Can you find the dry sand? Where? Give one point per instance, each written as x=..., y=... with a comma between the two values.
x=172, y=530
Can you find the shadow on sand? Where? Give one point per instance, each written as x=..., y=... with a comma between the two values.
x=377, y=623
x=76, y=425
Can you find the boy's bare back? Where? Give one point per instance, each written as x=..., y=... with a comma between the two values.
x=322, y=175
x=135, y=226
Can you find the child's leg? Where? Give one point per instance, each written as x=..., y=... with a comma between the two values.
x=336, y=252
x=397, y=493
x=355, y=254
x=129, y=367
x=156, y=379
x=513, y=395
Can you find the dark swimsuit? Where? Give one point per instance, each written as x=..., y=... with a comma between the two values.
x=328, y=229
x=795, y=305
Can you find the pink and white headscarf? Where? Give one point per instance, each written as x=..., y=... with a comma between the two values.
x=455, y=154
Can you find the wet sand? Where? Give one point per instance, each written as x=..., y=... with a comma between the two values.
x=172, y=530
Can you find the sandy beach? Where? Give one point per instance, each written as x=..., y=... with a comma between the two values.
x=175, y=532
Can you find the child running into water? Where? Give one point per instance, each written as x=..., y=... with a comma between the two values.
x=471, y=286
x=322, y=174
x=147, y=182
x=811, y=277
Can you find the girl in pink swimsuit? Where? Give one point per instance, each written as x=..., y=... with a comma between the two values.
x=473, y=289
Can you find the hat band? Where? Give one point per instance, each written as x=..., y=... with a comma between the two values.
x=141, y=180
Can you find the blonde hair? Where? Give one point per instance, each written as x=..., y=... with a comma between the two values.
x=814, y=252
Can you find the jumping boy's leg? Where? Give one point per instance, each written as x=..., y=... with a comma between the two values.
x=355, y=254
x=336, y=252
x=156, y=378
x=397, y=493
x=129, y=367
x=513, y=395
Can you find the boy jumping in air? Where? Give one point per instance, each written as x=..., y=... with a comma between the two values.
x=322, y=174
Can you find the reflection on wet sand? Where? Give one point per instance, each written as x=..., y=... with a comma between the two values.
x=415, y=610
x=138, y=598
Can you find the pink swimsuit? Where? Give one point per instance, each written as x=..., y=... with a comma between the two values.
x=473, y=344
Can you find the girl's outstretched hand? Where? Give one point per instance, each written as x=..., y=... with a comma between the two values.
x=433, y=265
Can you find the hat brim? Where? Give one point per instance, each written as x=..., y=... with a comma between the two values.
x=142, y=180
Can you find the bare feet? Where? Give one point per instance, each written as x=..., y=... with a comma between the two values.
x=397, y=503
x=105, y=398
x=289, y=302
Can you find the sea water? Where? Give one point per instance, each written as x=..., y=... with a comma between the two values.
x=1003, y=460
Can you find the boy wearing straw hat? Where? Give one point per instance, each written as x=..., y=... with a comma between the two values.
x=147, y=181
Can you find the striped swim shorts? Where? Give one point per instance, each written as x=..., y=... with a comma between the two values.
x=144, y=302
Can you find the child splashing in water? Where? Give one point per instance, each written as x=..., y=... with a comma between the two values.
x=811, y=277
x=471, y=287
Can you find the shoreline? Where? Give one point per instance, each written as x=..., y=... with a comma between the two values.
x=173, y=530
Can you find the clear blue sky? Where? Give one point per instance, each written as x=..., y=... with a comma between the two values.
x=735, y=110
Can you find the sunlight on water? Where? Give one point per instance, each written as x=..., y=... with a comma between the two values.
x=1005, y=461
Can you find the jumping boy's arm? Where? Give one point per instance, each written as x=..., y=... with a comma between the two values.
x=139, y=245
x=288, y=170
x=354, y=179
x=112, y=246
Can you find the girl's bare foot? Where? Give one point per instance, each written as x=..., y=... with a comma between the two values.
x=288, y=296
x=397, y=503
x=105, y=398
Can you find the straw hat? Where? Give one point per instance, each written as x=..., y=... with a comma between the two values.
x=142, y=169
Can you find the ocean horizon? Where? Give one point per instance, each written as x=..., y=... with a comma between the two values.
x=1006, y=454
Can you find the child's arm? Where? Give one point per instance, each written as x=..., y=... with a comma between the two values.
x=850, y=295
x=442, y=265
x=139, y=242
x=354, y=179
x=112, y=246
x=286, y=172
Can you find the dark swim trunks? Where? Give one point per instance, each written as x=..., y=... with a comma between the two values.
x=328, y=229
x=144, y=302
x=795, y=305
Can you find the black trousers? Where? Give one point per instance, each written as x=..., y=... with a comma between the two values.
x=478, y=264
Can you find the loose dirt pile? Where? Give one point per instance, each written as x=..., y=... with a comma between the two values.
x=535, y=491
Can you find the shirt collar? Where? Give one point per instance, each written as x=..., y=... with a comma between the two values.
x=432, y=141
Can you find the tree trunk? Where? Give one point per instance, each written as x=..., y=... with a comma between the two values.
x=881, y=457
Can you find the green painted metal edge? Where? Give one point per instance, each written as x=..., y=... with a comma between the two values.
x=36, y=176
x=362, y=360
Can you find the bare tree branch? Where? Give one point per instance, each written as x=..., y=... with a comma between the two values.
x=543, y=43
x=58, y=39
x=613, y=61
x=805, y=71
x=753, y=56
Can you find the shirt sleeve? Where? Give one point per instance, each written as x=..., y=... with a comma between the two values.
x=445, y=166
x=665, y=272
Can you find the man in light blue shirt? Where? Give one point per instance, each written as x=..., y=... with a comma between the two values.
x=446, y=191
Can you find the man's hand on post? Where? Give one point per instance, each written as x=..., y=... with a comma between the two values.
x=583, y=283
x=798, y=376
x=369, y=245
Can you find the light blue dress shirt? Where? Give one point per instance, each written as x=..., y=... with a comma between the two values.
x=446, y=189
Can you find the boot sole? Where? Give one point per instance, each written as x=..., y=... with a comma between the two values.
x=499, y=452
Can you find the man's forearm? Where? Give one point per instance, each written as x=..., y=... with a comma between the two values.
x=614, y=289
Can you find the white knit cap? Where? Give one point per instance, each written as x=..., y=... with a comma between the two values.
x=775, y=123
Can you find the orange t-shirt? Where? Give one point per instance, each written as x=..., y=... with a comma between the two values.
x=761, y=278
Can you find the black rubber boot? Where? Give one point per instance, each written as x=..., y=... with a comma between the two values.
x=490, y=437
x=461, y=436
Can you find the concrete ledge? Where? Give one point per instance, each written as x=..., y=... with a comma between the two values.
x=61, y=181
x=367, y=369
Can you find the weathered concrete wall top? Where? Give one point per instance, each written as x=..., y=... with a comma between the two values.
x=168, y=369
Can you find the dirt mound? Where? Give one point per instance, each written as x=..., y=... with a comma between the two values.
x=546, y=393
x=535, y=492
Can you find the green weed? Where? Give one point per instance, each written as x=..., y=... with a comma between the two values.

::::::::

Rewrite the material as a numbered list, from the line that contains "Can you find the man in" through the end of the material, including both of those lines and leaving out any blank lines.

**Response to this exercise:**
1. Can you find the man in light blue shirt? Where? Give one point per instance, each written as x=..., y=... with a comma between the two values.
2. x=446, y=191
3. Can you find the man's hand on post? Where? Give one point per instance, each written as x=..., y=... with a comma between the two values.
4. x=583, y=283
5. x=798, y=376
6. x=369, y=245
7. Can you find the light blue dress shirt? Where? Give one point per instance, each written as x=..., y=... with a comma between the two values.
8. x=446, y=189
9. Can you find the boot sole? Where? Give one point per instance, each written as x=..., y=... with a comma between the two values.
10. x=499, y=452
11. Can you find the man's forearm? Where? Give one point per instance, each written as x=..., y=... with a comma between the two values.
12. x=614, y=289
13. Can you find the white knit cap? Where? Give one point per instance, each written as x=..., y=... with a comma between the two values.
14. x=775, y=123
15. Can you find the orange t-shirt? Where? Give one point per instance, each written as x=..., y=... with a comma between the two values.
16. x=761, y=278
17. Can you find the black rubber boot? Where? Give one point per instance, each written as x=..., y=... with a comma between the two values.
18. x=490, y=437
19. x=461, y=436
20. Can you find the concrete ledge? Where? Give one point per instance, each written as x=..., y=... with a comma between the two values.
21. x=61, y=181
22. x=367, y=369
23. Can you find the weathered concrete wall top? Where? Give one point per instance, each written as x=..., y=... with a comma between the two values.
24. x=168, y=369
25. Can you find the dirt mound? Where? Give one point per instance, each written as x=..., y=... with a comma between the two values.
26. x=546, y=393
27. x=535, y=492
28. Can you find the green weed? Where? Give one point per instance, each written as x=..., y=... with a comma between the two values.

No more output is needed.